Required work>
1. Reproduce the stretch of the eBay account thread from "They WILL find" through "you are selling.", word for word.
2. Pick up the forum thread about buying an eBay account where it stops, and write what comes next.

Source extract>
# Ebay store



## Trimit999 (Dec 18, 2013)

Hello ! 

So i'm starting DTG business I bought new printer and i'm looking for good eBay account. I found one 10 years old with +2000 positive seller feedback (no selling limits). Asking price for it is around $1100 it is not too expensive?

I never bought eBay account so I need to make sure I make good deal on this. What do you think ?

Thank you for your answers. 

Cheers!


----------



## royster13 (Aug 14, 2007)

Trimit999 said:


> Hello !
> 
> So i'm starting DTG business I bought new printer and i'm looking for good eBay account. I found one 10 years old with +2000 positive seller feedback (no selling limits). Asking price for it is around $1100 it is not too expensive?
> 
> ...


As in take over someone else's account?......Never knew you could do that....Will Ebay shut you down if they find out?...


----------



## Trimit999 (Dec 18, 2013)

royster13 said:


> As in take over someone else's account?......Never knew you could do that....Will Ebay shut you down if they find out?...


Yep it's not legal, but I think I won't get in any trouble if ebay don't found out about  and if I don't tell them they will never know about.


----------



## royster13 (Aug 14, 2007)

I guess that is why lots of folks "hate" Ebay.....Too many "crooked" folks like you....


----------



## ukracer (Feb 11, 2010)

Trimit999 said:


> Yep it's not legal, but I think I won't get in any trouble if ebay don't found out about  and if I don't tell them they will never know about.


They WILL find out. A lot of companies who switch stock/goods get checked out now.

How do I know because I know a company who has stitched me up in the past was doing it regularly. They are NOW under investigation. I now have direct access to a manager and reported it as Fraud. Why do ebay not like it...........well its their money at risk. AND if you buy a top rate seller you are getting a discount immediately. which can be a lot of money depending what you are selling.


----------



## ukracer (Feb 11, 2010)

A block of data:
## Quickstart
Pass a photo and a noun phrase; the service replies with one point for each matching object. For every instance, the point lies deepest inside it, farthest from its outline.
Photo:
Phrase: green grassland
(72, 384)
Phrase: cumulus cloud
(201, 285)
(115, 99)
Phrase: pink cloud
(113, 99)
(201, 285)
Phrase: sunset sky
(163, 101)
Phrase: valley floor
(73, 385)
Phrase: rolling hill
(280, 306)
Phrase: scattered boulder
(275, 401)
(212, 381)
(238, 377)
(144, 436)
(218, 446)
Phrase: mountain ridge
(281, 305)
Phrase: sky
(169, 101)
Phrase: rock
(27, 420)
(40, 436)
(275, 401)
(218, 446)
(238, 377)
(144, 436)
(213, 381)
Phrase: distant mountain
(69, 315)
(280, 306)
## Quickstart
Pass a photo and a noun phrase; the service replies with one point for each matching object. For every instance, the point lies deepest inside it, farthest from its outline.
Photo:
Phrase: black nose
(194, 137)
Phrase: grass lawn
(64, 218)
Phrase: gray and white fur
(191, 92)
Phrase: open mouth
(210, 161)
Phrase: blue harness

Final answers>
1.
They WILL find out. A lot of companies who switch stock/goods get checked out now.

How do I know because I know a company who has stitched me up in the past was doing it regularly. They are NOW under investigation. I now have direct access to a manager and reported it as Fraud. Why do ebay not like it...........well its their money at risk. AND if you buy a top rate seller you are getting a discount immediately. which can be a lot of money depending what you are selling.

2.
Trimit999 said:


> Yep it's not legal, but I think I won't get in any trouble if ebay don't found out about  and if I don't tell them they will never know about.


If they find out not only do they close all accounts attached to it by any card or address but paypal is likely to be built up and frozen so they have some security.


----------



## joey1320 (Feb 21, 2012)

Kinda shady you are buying someone else's positive reputation... 

Sent from my HTC One X using T-Shirt Forums


----------



## Pak sherm (Aug 28, 2013)

walk away quickly.


----------



## Trimit999 (Dec 18, 2013)

wow hold on here. I'm looking at it, like renting good place for a shop. 

It's stupid that ebay don't let to sell or buy accounts. To get this kind of account (no limits) i would need minimum a year. 

But my question is it's not too expensive ?


----------



## ukracer (Feb 11, 2010)

Trimit999 said:


> wow hold on here. I'm looking at it, like renting good place for a shop.
> 
> It's stupid that ebay don't let to sell or buy accounts. To get this kind of account (no limits) i would need minimum a year.
> 
> But my question is it's not too expensive ?


That is nothing like renting a shop.

What if the person buying a store sells thousands in a short space of time based on other peoples reputation?

THEN DOES RUNNER.

No one is saying you are going to do it BUT if ebay lets it happen they might just as well do away with a feedback system.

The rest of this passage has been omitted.